◆ **Work required**: Nothing but the lines from the one with "Reviewer check: make sure each instance of the white truck" through the final line of the entries below should be written out, each exactly as given.

◆ **Image-grounded pointing data**:
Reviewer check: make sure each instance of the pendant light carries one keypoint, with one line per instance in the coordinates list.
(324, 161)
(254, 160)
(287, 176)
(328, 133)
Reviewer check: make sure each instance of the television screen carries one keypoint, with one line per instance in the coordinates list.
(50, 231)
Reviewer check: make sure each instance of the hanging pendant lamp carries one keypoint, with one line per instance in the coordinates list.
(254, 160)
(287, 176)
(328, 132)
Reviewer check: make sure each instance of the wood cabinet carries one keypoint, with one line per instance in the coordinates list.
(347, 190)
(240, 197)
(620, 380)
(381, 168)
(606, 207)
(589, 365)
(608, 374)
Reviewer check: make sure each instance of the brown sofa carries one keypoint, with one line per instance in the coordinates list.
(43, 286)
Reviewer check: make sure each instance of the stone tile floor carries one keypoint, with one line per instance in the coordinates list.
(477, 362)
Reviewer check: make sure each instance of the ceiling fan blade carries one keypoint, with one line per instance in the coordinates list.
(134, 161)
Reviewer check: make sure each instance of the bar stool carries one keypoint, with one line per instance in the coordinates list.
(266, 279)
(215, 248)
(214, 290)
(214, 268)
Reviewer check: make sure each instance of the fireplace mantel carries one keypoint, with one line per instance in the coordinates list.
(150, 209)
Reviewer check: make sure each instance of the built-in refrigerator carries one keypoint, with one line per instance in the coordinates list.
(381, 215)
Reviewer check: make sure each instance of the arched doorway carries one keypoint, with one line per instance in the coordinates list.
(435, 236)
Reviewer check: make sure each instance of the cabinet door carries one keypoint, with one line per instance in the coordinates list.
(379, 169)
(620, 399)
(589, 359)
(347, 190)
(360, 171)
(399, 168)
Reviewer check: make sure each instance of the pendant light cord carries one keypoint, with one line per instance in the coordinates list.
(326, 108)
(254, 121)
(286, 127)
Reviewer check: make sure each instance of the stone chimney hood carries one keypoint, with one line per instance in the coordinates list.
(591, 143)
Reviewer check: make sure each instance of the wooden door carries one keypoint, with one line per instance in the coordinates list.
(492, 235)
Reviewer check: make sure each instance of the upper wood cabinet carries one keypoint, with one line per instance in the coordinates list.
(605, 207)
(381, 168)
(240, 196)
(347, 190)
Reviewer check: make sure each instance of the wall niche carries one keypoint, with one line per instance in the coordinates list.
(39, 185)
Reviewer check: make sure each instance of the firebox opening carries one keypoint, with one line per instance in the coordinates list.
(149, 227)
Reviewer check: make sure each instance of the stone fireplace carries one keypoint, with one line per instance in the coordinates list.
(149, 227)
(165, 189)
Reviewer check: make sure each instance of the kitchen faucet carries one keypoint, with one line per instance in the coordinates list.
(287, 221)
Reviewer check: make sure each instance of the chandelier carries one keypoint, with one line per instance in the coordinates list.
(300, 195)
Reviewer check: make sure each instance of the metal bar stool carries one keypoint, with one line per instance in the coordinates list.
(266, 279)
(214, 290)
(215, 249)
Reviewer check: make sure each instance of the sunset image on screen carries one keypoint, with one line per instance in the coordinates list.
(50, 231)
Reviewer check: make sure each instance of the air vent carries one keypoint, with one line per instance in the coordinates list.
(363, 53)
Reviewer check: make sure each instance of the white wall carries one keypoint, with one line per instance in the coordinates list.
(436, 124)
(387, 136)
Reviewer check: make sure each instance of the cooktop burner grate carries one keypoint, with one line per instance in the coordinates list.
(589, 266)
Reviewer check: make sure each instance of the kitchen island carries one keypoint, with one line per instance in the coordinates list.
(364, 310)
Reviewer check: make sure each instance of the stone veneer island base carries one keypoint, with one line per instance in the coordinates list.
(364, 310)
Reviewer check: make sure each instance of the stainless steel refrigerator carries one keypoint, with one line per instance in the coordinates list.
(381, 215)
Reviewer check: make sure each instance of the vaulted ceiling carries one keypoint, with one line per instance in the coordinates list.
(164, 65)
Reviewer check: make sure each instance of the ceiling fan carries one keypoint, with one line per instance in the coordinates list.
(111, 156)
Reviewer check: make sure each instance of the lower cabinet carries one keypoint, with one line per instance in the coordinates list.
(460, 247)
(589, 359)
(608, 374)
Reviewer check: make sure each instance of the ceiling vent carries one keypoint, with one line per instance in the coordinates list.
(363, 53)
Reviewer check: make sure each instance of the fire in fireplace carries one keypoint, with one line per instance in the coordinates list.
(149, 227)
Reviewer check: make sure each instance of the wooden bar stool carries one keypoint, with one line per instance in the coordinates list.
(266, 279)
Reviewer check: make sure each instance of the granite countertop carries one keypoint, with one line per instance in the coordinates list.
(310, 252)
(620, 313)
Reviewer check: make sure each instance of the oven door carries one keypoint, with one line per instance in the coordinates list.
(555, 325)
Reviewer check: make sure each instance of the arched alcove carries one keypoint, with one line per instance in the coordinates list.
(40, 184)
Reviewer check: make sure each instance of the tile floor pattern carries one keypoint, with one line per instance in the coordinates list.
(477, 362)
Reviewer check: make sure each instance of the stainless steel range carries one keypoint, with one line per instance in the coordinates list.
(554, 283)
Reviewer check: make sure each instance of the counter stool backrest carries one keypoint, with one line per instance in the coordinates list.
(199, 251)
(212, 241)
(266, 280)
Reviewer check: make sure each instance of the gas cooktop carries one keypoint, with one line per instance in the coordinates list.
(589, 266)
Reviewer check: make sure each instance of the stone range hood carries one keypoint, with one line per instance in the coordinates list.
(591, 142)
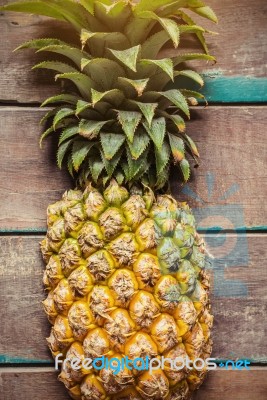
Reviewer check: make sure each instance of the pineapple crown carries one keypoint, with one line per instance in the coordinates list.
(120, 119)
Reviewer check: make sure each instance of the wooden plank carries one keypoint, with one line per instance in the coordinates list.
(239, 48)
(39, 384)
(239, 299)
(230, 179)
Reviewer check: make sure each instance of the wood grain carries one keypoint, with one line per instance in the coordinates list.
(233, 152)
(239, 49)
(42, 384)
(239, 299)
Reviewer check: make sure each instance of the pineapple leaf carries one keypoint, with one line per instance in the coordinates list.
(82, 106)
(116, 39)
(153, 45)
(112, 95)
(156, 131)
(133, 167)
(167, 24)
(191, 144)
(103, 72)
(178, 121)
(162, 157)
(80, 150)
(68, 133)
(62, 150)
(139, 85)
(83, 82)
(110, 165)
(171, 7)
(127, 57)
(38, 44)
(177, 148)
(88, 5)
(192, 94)
(60, 115)
(206, 12)
(191, 29)
(70, 166)
(96, 166)
(185, 168)
(55, 66)
(129, 121)
(61, 98)
(165, 64)
(140, 143)
(199, 35)
(175, 97)
(90, 129)
(192, 75)
(73, 53)
(191, 57)
(162, 179)
(147, 109)
(111, 143)
(63, 10)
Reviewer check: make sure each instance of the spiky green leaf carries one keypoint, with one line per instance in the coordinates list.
(167, 24)
(176, 97)
(191, 75)
(61, 98)
(55, 66)
(206, 12)
(80, 150)
(82, 106)
(90, 129)
(165, 64)
(128, 57)
(110, 165)
(60, 115)
(72, 53)
(96, 166)
(192, 57)
(83, 82)
(111, 143)
(62, 150)
(147, 109)
(129, 121)
(177, 148)
(162, 157)
(139, 145)
(67, 133)
(185, 168)
(156, 131)
(192, 146)
(112, 96)
(139, 85)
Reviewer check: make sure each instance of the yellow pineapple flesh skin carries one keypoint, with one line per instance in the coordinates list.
(125, 277)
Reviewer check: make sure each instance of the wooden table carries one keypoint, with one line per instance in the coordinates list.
(231, 182)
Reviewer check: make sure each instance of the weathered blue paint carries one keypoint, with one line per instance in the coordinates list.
(5, 359)
(219, 88)
(236, 89)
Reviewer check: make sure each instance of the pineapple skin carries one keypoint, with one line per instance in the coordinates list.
(126, 276)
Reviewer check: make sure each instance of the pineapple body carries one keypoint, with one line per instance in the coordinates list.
(125, 277)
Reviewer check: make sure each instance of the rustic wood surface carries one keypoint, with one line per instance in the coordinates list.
(42, 384)
(232, 145)
(240, 49)
(227, 193)
(238, 292)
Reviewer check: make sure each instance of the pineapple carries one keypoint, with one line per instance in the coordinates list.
(125, 267)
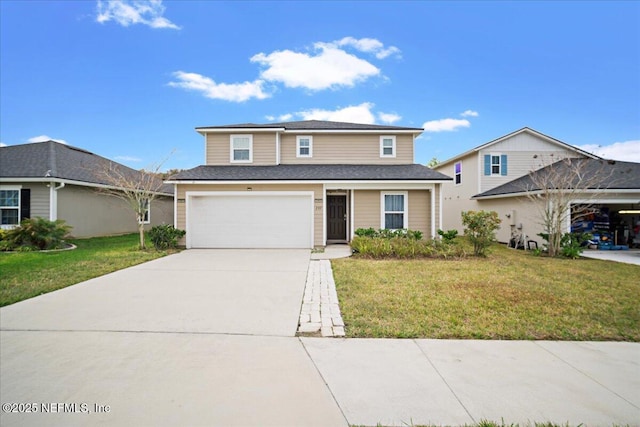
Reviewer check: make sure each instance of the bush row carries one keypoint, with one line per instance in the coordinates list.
(402, 247)
(35, 234)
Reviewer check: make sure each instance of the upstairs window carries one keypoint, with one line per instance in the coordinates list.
(241, 149)
(387, 146)
(9, 207)
(495, 164)
(394, 211)
(304, 146)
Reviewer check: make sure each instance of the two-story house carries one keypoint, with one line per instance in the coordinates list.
(500, 174)
(304, 184)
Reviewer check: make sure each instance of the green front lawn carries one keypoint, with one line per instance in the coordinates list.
(508, 295)
(27, 274)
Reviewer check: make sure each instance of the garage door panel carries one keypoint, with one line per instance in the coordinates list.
(250, 221)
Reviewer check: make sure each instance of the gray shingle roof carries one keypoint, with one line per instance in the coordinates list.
(52, 159)
(311, 173)
(615, 175)
(312, 125)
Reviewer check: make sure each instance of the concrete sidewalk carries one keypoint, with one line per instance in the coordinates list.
(207, 338)
(630, 256)
(456, 382)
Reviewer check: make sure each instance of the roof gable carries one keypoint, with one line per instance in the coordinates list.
(50, 159)
(313, 172)
(309, 125)
(616, 175)
(533, 132)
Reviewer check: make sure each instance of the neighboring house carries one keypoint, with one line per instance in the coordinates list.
(56, 181)
(496, 177)
(304, 184)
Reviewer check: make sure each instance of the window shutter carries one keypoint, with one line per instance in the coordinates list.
(25, 203)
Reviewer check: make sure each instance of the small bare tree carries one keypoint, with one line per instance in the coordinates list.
(556, 183)
(138, 189)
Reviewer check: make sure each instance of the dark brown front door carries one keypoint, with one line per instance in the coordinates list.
(336, 217)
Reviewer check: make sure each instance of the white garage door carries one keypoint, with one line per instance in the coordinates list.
(250, 220)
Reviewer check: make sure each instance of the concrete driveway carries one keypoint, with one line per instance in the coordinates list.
(204, 337)
(252, 292)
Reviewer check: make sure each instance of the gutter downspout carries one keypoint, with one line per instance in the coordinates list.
(53, 200)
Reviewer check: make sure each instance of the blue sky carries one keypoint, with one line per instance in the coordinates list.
(130, 80)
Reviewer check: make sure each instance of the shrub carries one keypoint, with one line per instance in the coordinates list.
(389, 234)
(402, 247)
(36, 234)
(366, 232)
(480, 228)
(165, 236)
(571, 244)
(449, 235)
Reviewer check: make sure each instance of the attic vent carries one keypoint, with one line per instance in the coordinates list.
(80, 150)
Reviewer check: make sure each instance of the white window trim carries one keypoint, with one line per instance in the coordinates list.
(393, 145)
(298, 138)
(454, 173)
(499, 156)
(231, 138)
(405, 218)
(17, 188)
(148, 214)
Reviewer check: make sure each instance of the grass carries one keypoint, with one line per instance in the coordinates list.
(508, 295)
(28, 274)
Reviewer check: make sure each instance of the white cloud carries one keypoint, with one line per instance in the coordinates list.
(627, 151)
(44, 138)
(389, 118)
(445, 125)
(235, 92)
(127, 12)
(325, 66)
(351, 114)
(370, 46)
(128, 159)
(328, 67)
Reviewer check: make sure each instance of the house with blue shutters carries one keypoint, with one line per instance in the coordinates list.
(496, 176)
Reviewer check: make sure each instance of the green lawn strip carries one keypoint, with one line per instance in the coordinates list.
(27, 274)
(508, 295)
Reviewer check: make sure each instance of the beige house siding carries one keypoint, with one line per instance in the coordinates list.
(39, 199)
(366, 209)
(347, 149)
(218, 148)
(39, 196)
(92, 213)
(318, 215)
(520, 150)
(457, 198)
(519, 163)
(420, 211)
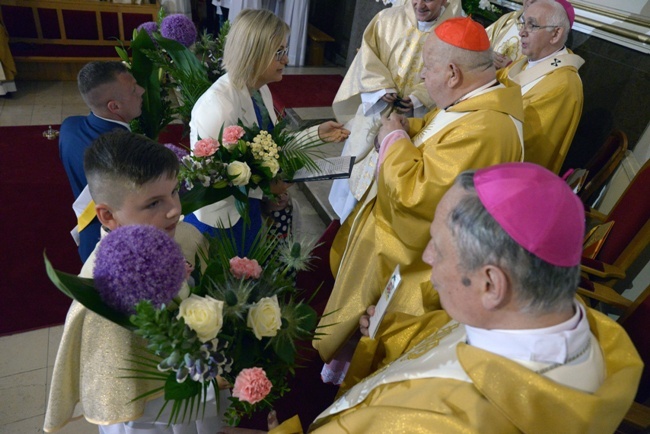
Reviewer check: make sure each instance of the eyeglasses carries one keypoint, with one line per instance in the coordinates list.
(281, 53)
(531, 28)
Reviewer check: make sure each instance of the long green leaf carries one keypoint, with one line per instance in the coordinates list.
(83, 290)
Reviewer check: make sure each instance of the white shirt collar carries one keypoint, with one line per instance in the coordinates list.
(124, 124)
(548, 345)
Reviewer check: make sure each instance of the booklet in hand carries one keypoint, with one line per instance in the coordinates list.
(384, 300)
(328, 168)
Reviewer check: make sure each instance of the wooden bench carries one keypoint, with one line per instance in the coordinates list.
(53, 39)
(316, 49)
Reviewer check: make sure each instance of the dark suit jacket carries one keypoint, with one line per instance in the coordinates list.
(76, 134)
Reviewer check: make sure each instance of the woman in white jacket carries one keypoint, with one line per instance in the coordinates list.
(255, 55)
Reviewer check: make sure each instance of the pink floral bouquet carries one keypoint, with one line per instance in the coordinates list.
(241, 322)
(242, 159)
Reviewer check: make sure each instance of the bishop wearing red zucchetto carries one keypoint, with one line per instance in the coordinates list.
(477, 123)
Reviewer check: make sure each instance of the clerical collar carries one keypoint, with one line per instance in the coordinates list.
(562, 50)
(425, 26)
(124, 124)
(475, 92)
(556, 344)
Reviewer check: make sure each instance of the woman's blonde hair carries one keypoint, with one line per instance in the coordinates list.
(251, 44)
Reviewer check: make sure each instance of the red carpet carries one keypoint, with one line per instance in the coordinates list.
(305, 91)
(36, 215)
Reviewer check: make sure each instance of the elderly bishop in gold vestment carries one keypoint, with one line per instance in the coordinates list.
(521, 354)
(550, 85)
(478, 124)
(386, 67)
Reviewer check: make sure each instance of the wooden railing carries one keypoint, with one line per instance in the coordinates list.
(52, 39)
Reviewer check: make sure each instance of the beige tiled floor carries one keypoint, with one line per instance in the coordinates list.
(26, 359)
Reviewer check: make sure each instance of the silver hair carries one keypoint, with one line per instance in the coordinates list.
(558, 17)
(539, 286)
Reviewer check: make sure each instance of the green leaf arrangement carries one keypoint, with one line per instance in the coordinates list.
(185, 365)
(205, 180)
(482, 8)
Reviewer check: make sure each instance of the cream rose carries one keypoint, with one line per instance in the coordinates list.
(264, 317)
(240, 171)
(273, 166)
(204, 315)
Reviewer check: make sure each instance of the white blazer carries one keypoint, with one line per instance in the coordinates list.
(223, 104)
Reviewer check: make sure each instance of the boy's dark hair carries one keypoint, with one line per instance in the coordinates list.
(125, 160)
(94, 74)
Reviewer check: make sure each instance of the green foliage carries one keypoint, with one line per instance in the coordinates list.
(482, 9)
(210, 51)
(83, 290)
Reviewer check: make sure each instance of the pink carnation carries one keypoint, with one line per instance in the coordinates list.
(232, 134)
(244, 268)
(251, 385)
(206, 147)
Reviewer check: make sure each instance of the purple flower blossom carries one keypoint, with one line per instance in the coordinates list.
(136, 263)
(179, 28)
(180, 152)
(149, 27)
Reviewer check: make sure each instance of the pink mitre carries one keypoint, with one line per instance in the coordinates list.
(536, 208)
(571, 13)
(463, 32)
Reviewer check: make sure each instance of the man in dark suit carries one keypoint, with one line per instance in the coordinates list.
(114, 99)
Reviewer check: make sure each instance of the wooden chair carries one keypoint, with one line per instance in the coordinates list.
(636, 322)
(630, 234)
(603, 164)
(628, 238)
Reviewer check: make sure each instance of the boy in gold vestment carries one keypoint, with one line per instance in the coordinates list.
(132, 180)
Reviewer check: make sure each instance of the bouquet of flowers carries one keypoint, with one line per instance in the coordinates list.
(241, 159)
(239, 325)
(167, 60)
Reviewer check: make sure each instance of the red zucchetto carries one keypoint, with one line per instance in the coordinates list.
(463, 33)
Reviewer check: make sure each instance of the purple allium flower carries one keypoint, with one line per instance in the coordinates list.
(149, 27)
(179, 28)
(136, 263)
(180, 152)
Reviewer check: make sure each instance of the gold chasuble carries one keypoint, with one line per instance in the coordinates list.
(442, 385)
(393, 227)
(390, 57)
(504, 35)
(553, 100)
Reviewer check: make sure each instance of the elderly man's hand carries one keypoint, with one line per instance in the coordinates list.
(389, 97)
(405, 105)
(501, 61)
(392, 123)
(331, 131)
(364, 321)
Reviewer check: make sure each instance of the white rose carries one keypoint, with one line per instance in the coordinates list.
(264, 317)
(240, 171)
(273, 165)
(204, 315)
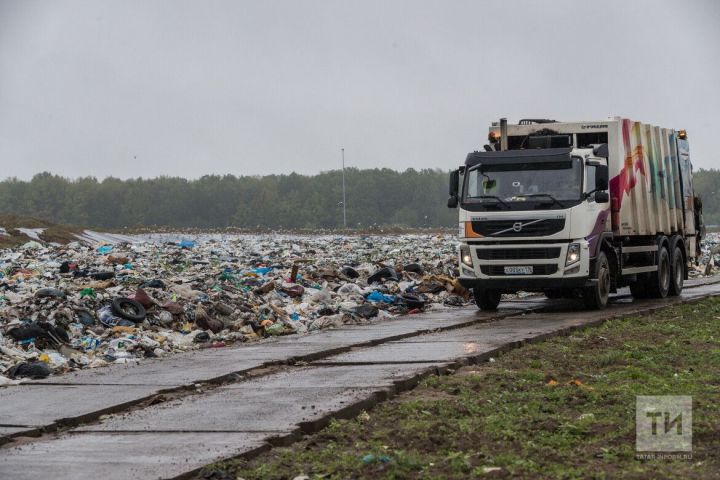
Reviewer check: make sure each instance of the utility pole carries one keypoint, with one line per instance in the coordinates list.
(342, 150)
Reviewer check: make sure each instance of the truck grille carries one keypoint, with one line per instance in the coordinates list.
(499, 270)
(518, 253)
(491, 228)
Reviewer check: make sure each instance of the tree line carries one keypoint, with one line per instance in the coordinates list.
(414, 198)
(375, 197)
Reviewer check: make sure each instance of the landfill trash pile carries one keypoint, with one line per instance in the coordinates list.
(85, 305)
(709, 256)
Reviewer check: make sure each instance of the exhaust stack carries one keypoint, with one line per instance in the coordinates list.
(503, 134)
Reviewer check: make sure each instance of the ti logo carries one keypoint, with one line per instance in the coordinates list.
(663, 423)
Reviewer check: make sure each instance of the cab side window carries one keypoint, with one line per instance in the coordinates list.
(590, 178)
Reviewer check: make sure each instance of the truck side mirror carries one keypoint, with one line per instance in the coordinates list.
(601, 177)
(453, 190)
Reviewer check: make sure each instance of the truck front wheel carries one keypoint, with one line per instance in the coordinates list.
(677, 272)
(660, 280)
(487, 300)
(596, 297)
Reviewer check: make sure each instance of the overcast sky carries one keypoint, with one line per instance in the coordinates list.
(144, 88)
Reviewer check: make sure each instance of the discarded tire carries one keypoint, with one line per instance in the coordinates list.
(413, 301)
(128, 309)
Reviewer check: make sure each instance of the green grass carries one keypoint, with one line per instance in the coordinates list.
(562, 408)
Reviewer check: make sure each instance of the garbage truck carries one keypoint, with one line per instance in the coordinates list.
(576, 210)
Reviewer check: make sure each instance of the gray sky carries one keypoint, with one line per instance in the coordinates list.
(144, 88)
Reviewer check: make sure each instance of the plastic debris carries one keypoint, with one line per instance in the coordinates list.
(84, 305)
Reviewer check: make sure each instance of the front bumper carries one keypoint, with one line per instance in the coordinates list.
(547, 259)
(526, 284)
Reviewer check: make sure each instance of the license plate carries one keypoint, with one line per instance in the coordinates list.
(518, 270)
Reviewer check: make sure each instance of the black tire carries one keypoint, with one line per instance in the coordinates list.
(486, 300)
(128, 309)
(659, 284)
(596, 297)
(677, 272)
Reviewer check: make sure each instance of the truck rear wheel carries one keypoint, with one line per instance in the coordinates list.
(659, 284)
(677, 272)
(486, 300)
(596, 297)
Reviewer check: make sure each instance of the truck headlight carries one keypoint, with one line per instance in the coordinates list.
(573, 254)
(465, 256)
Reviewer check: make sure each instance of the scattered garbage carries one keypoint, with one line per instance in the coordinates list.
(86, 305)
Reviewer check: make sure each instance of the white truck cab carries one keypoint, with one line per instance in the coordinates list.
(538, 212)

◆ **Worked solution**:
Reviewer check: make sure each instance of the white truck cab carries one keypoint, with one line per instance in the coordinates list.
(538, 212)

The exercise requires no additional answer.